> _To be done_
In the text on professional associations below, why did barristers face fewer temptations to engage in financial misconduct?

> _Text provided_
··········

PROFESSIONAL ASSOCIATIONS

In tracing the trajectory of the professional project among barristers and solicitors, I have not yet discussed the instrument through which they pursued their goals—the professional association. I will begin by describing the emergence and consolidation of structures for collective action during the nineteenth and early twentieth centuries before examining their responses to the challenges of the postwar period.

THE INSTITUTIONAL FRAMEWORK

Barristers entered the nineteenth century as a fully mature profession. They controlled entry and enjoyed an unchallenged monopoly over advocacy. Indeed, these privileges had been won so far in the past that they had acquired the unquestionable legitimacy of tradition. At the same time, the Bar's demographic and organizational characteristics facilitated informal social control. The Bar was small (less than a thousand actual practitioners), extremely homogeneous, and concentrated within a few square blocks of London. Because solicitors insulated barristers from direct client contact, the Bar was less subject to the centrifugal pressures of client loyalty. Barristers encountered fewer temptations to engage in financial misconduct, for they did not handle clients' money. Since most of their professional activities occurred in open court, they constantly were subject to the scrutiny of both judges and their fellow barristers.

··········

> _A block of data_
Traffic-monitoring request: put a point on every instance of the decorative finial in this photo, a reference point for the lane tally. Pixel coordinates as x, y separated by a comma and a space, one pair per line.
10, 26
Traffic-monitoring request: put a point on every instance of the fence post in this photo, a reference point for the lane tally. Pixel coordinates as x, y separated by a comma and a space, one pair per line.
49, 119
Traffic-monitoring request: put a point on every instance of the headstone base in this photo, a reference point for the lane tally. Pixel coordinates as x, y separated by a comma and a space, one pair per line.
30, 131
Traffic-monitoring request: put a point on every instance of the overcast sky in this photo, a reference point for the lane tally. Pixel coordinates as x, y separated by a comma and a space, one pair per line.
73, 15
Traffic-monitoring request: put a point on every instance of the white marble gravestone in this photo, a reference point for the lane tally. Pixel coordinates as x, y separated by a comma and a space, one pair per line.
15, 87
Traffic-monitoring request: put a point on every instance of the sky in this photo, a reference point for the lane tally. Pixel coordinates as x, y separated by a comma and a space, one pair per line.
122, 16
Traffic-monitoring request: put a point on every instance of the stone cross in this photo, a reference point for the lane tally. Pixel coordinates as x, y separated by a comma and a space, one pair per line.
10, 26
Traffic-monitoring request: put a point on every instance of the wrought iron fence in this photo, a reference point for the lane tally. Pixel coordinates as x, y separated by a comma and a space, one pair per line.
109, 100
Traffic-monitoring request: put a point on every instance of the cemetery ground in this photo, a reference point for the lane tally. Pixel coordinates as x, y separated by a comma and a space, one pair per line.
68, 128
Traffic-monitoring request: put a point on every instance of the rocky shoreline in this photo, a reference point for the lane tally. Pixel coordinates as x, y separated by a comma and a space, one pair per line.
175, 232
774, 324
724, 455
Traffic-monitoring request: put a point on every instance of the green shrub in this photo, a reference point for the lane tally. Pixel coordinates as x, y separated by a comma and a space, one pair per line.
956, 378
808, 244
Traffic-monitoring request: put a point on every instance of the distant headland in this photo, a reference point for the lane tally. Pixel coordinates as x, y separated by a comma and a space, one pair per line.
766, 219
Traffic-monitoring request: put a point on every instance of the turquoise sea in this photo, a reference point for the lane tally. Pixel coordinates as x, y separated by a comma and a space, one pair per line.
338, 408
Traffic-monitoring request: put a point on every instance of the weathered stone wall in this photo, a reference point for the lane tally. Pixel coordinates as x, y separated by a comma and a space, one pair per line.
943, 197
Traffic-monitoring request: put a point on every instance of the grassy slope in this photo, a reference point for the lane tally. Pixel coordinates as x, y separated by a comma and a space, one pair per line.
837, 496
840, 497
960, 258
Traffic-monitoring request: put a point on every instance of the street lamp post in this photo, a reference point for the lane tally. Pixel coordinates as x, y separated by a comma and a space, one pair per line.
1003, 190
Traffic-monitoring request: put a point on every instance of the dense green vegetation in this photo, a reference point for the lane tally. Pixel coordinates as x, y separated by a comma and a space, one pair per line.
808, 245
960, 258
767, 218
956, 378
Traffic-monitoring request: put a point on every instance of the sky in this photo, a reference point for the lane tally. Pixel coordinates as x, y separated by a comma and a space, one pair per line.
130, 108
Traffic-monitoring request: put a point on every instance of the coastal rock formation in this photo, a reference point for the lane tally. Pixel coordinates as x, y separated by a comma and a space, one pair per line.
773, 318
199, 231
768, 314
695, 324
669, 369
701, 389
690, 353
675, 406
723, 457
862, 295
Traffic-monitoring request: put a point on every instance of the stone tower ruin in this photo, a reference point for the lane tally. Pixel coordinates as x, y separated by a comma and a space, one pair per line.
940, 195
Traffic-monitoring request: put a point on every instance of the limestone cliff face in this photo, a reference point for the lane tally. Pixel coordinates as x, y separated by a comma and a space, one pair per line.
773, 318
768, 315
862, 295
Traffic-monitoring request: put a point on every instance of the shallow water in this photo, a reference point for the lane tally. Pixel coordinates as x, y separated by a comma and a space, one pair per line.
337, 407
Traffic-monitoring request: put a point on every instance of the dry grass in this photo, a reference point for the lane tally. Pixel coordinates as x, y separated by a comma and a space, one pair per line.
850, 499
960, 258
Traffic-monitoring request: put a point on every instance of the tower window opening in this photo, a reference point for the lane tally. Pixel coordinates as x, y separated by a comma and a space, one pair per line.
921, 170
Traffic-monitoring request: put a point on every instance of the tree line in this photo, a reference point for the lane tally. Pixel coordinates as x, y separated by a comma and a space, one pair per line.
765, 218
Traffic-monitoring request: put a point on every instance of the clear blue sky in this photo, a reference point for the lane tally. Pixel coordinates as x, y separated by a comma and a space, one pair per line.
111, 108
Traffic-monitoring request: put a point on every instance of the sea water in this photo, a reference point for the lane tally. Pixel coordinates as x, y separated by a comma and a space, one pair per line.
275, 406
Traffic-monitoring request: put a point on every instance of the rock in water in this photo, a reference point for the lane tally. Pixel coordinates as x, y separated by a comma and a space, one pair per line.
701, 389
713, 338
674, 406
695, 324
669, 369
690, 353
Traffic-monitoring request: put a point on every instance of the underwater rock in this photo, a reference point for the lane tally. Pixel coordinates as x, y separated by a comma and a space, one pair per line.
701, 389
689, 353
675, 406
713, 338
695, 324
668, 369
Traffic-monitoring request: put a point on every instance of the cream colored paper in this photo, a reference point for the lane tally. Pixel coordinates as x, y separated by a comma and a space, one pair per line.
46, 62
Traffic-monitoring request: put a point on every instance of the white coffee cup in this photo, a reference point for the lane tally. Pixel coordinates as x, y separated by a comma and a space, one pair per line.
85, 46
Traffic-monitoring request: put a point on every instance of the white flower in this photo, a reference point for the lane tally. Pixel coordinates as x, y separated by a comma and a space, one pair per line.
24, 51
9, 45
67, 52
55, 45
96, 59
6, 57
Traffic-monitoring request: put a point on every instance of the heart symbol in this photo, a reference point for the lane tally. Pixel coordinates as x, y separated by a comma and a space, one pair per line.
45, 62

··········

> _Final result_
They did not handle clients' money.